* _INSTRUCTIONS FOR THE TASK_: Reproduce the listing below with each instance of "Target" changed to "Label", keeping every other character as it stands.

* _SUPPLIED DATA_:
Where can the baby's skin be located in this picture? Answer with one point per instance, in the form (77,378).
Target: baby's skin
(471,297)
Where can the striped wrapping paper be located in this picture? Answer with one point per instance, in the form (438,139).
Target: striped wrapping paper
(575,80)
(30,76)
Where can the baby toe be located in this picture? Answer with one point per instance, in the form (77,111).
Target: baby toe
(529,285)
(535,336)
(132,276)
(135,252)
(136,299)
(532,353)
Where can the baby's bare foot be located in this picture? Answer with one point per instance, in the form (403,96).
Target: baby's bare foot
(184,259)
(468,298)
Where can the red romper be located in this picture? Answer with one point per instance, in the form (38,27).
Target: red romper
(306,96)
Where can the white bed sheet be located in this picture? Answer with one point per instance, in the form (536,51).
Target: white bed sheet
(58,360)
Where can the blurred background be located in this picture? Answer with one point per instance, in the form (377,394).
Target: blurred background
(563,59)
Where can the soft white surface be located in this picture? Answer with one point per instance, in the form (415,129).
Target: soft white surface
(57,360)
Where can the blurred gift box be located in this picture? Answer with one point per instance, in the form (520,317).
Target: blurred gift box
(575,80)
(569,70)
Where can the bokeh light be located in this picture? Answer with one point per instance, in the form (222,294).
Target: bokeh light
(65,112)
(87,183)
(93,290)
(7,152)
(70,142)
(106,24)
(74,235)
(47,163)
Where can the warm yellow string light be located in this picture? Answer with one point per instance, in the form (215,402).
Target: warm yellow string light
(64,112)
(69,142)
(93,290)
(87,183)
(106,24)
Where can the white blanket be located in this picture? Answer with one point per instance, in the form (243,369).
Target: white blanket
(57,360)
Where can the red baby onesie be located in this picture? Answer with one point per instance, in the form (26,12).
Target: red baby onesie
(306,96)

* _ANSWER TO THIS PROBLEM_:
Where can the baby's skin be located in this picture? Answer with one point per instance, in the form (77,378).
Label: baby's skin
(471,297)
Where can the striped wrapping paper be located in this picture? Answer with one point per instance, in the form (438,139).
Label: striped wrapping paper
(575,80)
(30,76)
Where can the baby toe be located in this picture? Answer with one point per instance, in the form (77,111).
Label: baby toe
(529,285)
(535,336)
(132,276)
(135,252)
(136,299)
(532,353)
Where can the baby's bare foot be located in this picture? Answer with one point per instance, in the form (403,96).
Label: baby's bare foot
(184,259)
(468,298)
Where can the red romper be located in this picture? Answer with one point per instance, in the form (38,27).
Label: red romper
(306,96)
Where can the white bed sheet be located in this picture? Answer with one point per instance, in the form (536,51).
Label: white bed sheet
(58,360)
Where can the blurred background be located in this picture? Answer with one point per instance, in the form (377,394).
Label: blurred background
(563,59)
Where can the soft white surface be located in this picture? Answer with one point per instance, in the form (415,129).
Label: soft white surface
(57,360)
Where can the blurred gift box be located in this picture? Answer with one point per instance, in the form (520,317).
Label: blurred gift box
(575,80)
(569,70)
Where can the bokeh light be located in this picture? Answer with one point per instance, in the form (222,294).
Label: bokeh light
(65,112)
(87,183)
(93,290)
(7,152)
(70,142)
(106,24)
(74,235)
(47,163)
Where can the warm yellow string light be located in this picture? Answer with one point per instance, in the form (215,402).
Label: warm yellow string light
(64,112)
(69,142)
(93,290)
(87,183)
(106,24)
Where can the white blanket be located in this picture? Answer with one point per instance, in the form (243,369).
Label: white blanket
(57,360)
Where can the red baby onesie be located in this picture? Answer with one point per instance, in the form (26,12).
Label: red baby onesie
(306,96)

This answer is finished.